Required action — Because the images are not wanted, restate every line below word for word without them.

☆ ☆ ☆

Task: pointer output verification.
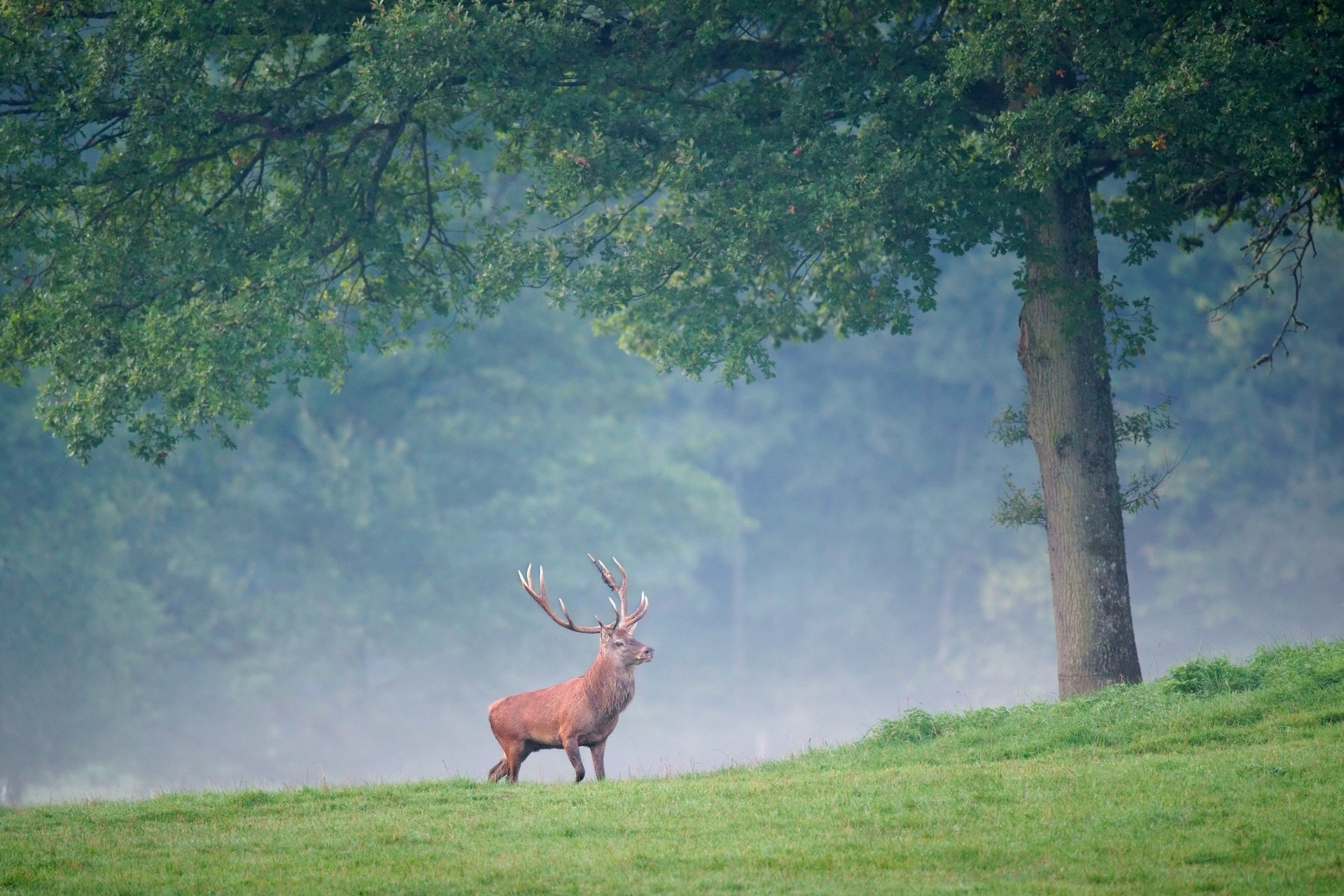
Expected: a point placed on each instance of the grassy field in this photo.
(1218, 778)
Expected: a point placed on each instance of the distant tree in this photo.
(203, 199)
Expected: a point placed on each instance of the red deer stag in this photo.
(580, 713)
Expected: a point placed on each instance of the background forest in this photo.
(336, 598)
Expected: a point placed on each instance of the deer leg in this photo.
(514, 757)
(571, 750)
(598, 752)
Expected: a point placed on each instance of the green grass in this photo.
(1217, 778)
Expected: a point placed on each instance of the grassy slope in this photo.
(1218, 778)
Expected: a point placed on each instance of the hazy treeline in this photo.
(336, 598)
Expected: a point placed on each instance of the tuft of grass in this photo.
(1217, 778)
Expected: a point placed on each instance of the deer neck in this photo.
(609, 685)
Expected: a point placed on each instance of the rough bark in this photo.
(1070, 419)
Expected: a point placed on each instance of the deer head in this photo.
(617, 638)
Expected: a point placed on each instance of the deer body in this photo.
(580, 713)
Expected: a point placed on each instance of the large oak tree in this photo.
(201, 199)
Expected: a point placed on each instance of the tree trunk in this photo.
(1070, 419)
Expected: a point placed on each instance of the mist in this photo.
(336, 601)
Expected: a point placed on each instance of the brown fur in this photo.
(581, 713)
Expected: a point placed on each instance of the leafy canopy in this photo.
(202, 200)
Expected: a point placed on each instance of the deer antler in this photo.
(546, 605)
(622, 621)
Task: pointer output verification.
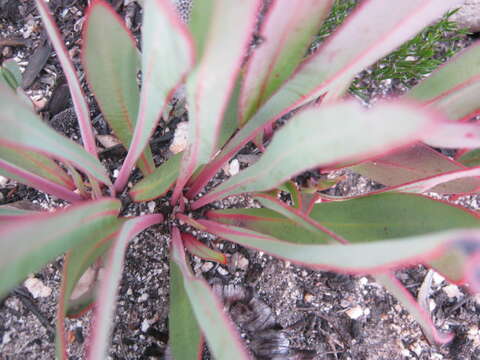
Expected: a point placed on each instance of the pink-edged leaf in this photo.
(210, 85)
(197, 248)
(309, 140)
(78, 98)
(415, 163)
(269, 222)
(463, 103)
(107, 293)
(454, 135)
(24, 130)
(28, 244)
(298, 217)
(222, 337)
(390, 282)
(425, 185)
(453, 87)
(14, 211)
(159, 182)
(470, 158)
(368, 218)
(111, 61)
(167, 56)
(288, 30)
(38, 164)
(357, 44)
(370, 258)
(185, 337)
(14, 172)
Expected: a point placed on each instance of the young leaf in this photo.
(104, 313)
(159, 182)
(23, 130)
(222, 337)
(288, 30)
(111, 61)
(201, 250)
(210, 85)
(294, 149)
(353, 47)
(415, 163)
(14, 172)
(78, 98)
(269, 222)
(167, 57)
(40, 238)
(185, 337)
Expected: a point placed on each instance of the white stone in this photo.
(468, 16)
(355, 312)
(145, 325)
(3, 181)
(207, 266)
(222, 271)
(180, 138)
(84, 284)
(453, 291)
(233, 167)
(143, 297)
(151, 206)
(37, 288)
(437, 278)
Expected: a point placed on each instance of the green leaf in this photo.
(288, 30)
(185, 337)
(105, 310)
(359, 258)
(23, 129)
(159, 182)
(201, 250)
(212, 82)
(470, 158)
(356, 45)
(294, 149)
(222, 337)
(36, 163)
(415, 163)
(78, 98)
(11, 74)
(459, 71)
(26, 245)
(199, 24)
(167, 56)
(111, 62)
(368, 218)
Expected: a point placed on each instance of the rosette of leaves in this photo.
(232, 102)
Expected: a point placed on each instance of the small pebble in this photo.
(7, 52)
(151, 206)
(222, 271)
(180, 138)
(206, 267)
(308, 298)
(453, 291)
(37, 288)
(143, 297)
(145, 325)
(355, 312)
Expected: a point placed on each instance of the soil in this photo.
(283, 311)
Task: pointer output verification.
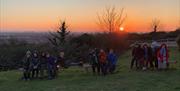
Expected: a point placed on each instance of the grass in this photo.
(75, 79)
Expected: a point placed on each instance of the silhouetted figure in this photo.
(51, 66)
(26, 66)
(103, 61)
(155, 48)
(43, 65)
(112, 60)
(94, 61)
(134, 56)
(163, 57)
(35, 65)
(147, 56)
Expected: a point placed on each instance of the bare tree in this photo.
(155, 25)
(58, 38)
(111, 19)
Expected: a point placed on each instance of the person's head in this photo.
(101, 50)
(43, 54)
(61, 54)
(28, 53)
(111, 51)
(47, 55)
(145, 45)
(163, 46)
(35, 54)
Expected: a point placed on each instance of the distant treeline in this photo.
(77, 48)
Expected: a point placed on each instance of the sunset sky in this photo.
(81, 15)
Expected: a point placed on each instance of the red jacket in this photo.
(102, 57)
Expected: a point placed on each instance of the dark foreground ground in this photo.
(75, 79)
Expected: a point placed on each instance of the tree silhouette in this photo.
(58, 38)
(155, 24)
(111, 19)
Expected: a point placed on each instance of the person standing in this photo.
(155, 47)
(26, 66)
(43, 65)
(163, 57)
(50, 66)
(112, 60)
(147, 56)
(35, 65)
(134, 57)
(103, 61)
(94, 61)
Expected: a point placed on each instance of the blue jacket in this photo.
(112, 58)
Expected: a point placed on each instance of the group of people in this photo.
(146, 56)
(41, 66)
(103, 62)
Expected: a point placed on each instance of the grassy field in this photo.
(75, 79)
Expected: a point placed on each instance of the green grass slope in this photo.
(75, 79)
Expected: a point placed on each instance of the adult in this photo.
(50, 66)
(147, 56)
(134, 56)
(35, 65)
(103, 61)
(140, 56)
(112, 60)
(163, 57)
(26, 66)
(155, 47)
(43, 65)
(94, 61)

☆ ☆ ☆

Answer box —
Task: pointer output verification.
Expected: a point placed on each instance of the grassy field in this photo.
(1218, 778)
Expected: a point placed on each instance of the distant tree in this photo.
(203, 199)
Expected: a point placed on each instance of the red deer stag in this photo.
(580, 713)
Expected: a point placed on each instance of the background forest in this photo.
(336, 598)
Expected: a point placed on each instance of the deer leg in this photo.
(514, 757)
(571, 750)
(598, 752)
Expected: a point placed on each instance of the green grass in this photo.
(1217, 778)
Expected: a point placed on each instance of the grassy slope in this photo.
(1218, 778)
Expected: a point placed on each instance of the hazy treeline in this photo.
(336, 598)
Expected: a point placed on each instance of the tuft of grass in this photo.
(1217, 778)
Expected: a point placed on each instance of the deer neck in this photo.
(609, 685)
Expected: a point placed on each instance of the rough bark in this photo.
(1070, 419)
Expected: a point placed on each instance of the deer head in this photo.
(617, 638)
Expected: a point placed on each instance of the deer body in this photo.
(580, 713)
Expected: a point placed on each instance of the large oak tree in this photo.
(201, 199)
Expected: a point placed on each instance of the tree trunk in this photo.
(1070, 419)
Expected: a point placed on each instance of the mist in this photo.
(336, 601)
Expected: a point placed on each instance of the brown fur in this photo.
(581, 713)
Expected: a point placed on each instance of the leafy canopy in this photo.
(202, 200)
Expected: a point placed on each instance of the deer antler in this photo.
(546, 605)
(622, 621)
Task: pointer output verification.
Expected: a point placed on each instance of the pink-edged leaf in this photo.
(210, 85)
(197, 248)
(309, 140)
(78, 98)
(415, 163)
(269, 222)
(463, 103)
(107, 293)
(454, 135)
(24, 130)
(28, 244)
(298, 217)
(222, 337)
(390, 282)
(425, 185)
(453, 87)
(14, 211)
(159, 182)
(470, 158)
(368, 218)
(111, 61)
(167, 56)
(288, 30)
(38, 164)
(357, 44)
(370, 258)
(185, 337)
(14, 172)
Expected: a point placed on each instance of the young leaf in this photo.
(104, 313)
(159, 182)
(23, 130)
(222, 337)
(288, 30)
(111, 61)
(201, 250)
(210, 85)
(294, 149)
(353, 47)
(415, 163)
(14, 172)
(78, 98)
(269, 222)
(167, 57)
(40, 238)
(185, 337)
Expected: a point placed on each instance of the white stone in this photo.
(468, 16)
(355, 312)
(145, 325)
(3, 181)
(207, 266)
(222, 271)
(180, 138)
(84, 284)
(453, 291)
(233, 167)
(143, 297)
(151, 206)
(37, 288)
(437, 278)
Expected: a point placed on each instance of the green leaf in this photo.
(288, 30)
(185, 337)
(105, 310)
(359, 258)
(23, 129)
(159, 182)
(201, 250)
(212, 82)
(470, 158)
(356, 45)
(294, 149)
(222, 337)
(36, 163)
(415, 163)
(78, 98)
(11, 74)
(459, 71)
(26, 245)
(199, 24)
(167, 56)
(111, 62)
(368, 218)
Expected: a point placed on each instance of the rosette of leaves in this photo.
(232, 102)
Expected: a point placed on each instance of the small pebble in this photo.
(7, 52)
(151, 206)
(222, 271)
(180, 138)
(206, 267)
(308, 298)
(453, 291)
(37, 288)
(143, 297)
(145, 325)
(355, 312)
Expected: a point placed on each instance of the soil in this photo.
(283, 311)
Task: pointer output verification.
Expected: a point placed on each instance of the grass in this photo.
(75, 79)
Expected: a point placed on each instance of the silhouetted figure in this photo.
(51, 66)
(26, 66)
(103, 61)
(155, 48)
(43, 65)
(112, 60)
(94, 61)
(134, 56)
(163, 57)
(35, 65)
(147, 56)
Expected: a point placed on each instance of the bare tree in this photo.
(155, 25)
(58, 38)
(111, 19)
Expected: a point placed on each instance of the person's head in this photo.
(101, 50)
(43, 54)
(61, 54)
(28, 53)
(111, 51)
(47, 55)
(145, 45)
(163, 46)
(35, 54)
Expected: a point placed on each instance of the distant treeline in this photo.
(77, 48)
Expected: a point placed on each instance of the sunset sky in this photo.
(81, 15)
Expected: a point placed on each instance of the red jacket in this photo.
(102, 57)
Expected: a point placed on each instance of the dark foreground ground in this photo.
(75, 79)
Expected: a point placed on each instance of the tree silhouette in this photo.
(58, 38)
(155, 24)
(111, 19)
Expected: a point placed on each instance of the person standing in this photo.
(155, 47)
(26, 66)
(43, 65)
(163, 57)
(50, 66)
(112, 60)
(147, 56)
(35, 65)
(134, 57)
(103, 61)
(94, 61)
Expected: a point placed on each instance of the blue jacket in this photo.
(112, 58)
Expected: a point placed on each instance of the group of people in this photo.
(146, 56)
(41, 66)
(103, 62)
Expected: a point placed on each instance of the grassy field in this photo.
(75, 79)
Expected: a point placed on each instance of the green grass slope in this photo.
(75, 79)
Expected: a point placed on each instance of the adult in this photo.
(50, 66)
(147, 56)
(134, 56)
(35, 65)
(103, 61)
(140, 56)
(112, 60)
(163, 57)
(26, 66)
(155, 47)
(43, 65)
(94, 61)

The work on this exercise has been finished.